§ EXERCISE GOAL:
With the records below as your source, retype each line exactly from the top down to the line that contains "Find every instance of the red and", and include that line.

§ Records drawn from a dataset:
※

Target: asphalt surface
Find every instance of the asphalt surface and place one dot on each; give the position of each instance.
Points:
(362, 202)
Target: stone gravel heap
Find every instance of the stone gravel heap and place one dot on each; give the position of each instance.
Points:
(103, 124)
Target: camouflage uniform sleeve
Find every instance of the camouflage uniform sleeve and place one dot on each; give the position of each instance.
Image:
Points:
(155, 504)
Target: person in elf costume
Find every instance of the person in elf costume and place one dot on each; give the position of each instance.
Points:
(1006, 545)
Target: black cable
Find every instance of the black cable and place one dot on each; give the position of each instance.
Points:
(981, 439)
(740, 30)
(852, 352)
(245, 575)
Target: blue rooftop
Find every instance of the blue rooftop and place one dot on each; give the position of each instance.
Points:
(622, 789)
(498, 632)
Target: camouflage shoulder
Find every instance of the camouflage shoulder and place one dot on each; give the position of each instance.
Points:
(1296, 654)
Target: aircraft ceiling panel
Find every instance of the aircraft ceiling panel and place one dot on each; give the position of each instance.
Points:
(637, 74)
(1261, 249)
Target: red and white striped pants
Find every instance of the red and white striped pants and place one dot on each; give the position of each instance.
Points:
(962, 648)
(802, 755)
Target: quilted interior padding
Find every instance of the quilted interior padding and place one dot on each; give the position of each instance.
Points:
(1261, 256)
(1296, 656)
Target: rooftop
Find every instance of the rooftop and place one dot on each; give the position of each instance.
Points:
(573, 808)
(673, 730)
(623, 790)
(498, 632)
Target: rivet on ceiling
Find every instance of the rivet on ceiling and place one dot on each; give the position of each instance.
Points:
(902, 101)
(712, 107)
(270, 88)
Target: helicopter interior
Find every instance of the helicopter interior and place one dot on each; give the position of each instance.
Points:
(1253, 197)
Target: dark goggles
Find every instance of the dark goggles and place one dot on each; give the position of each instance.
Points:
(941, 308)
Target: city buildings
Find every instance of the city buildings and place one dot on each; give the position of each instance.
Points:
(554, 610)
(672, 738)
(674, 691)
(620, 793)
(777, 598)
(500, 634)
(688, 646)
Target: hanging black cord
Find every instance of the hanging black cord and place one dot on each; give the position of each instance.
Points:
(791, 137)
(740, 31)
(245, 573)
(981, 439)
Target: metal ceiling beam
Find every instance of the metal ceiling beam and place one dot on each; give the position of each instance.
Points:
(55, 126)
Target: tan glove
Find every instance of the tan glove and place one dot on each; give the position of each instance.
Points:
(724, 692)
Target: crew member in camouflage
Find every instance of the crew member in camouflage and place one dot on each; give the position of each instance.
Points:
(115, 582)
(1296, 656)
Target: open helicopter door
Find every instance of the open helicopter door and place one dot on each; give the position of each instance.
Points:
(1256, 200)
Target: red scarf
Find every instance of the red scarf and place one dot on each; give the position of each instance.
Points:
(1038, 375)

※

§ YOUR RESPONSE:
Target: asphalt surface
Find every instance of the asphalt surface and place one dot on each; give the position of each instance.
Points:
(362, 202)
Target: stone gravel heap
Find every instance of the stone gravel heap and place one dot on each; give the position of each instance.
Points:
(103, 124)
Target: camouflage uniform sleeve
Find every instance of the camouflage uniform sleeve and place one dot on each; give the position of each instance.
Image:
Points:
(155, 504)
Target: person in elf costume
Find every instance of the person in elf costume and place one dot on each; give the position of each instance.
Points:
(1006, 545)
Target: black cable
Find every instance of the black cable and place one dot on each; give the position of each instance.
Points:
(981, 439)
(740, 30)
(852, 352)
(245, 575)
Target: blue rooftop
Find every instance of the blue rooftop and place one dot on each; give the position of each instance.
Points:
(622, 789)
(498, 632)
Target: camouflage shoulder
Find every instance of the camouflage shoulder and place one dot on each; give the position of each instance.
Points:
(1296, 654)
Target: aircraft ceiling panel
Find every instance of the aircraft ceiling panel and place one dot on each; give the position of each instance.
Points:
(637, 74)
(1261, 249)
Target: red and white striped pants
Find every instance of the red and white striped pants and place one dot on each; give the position of each instance.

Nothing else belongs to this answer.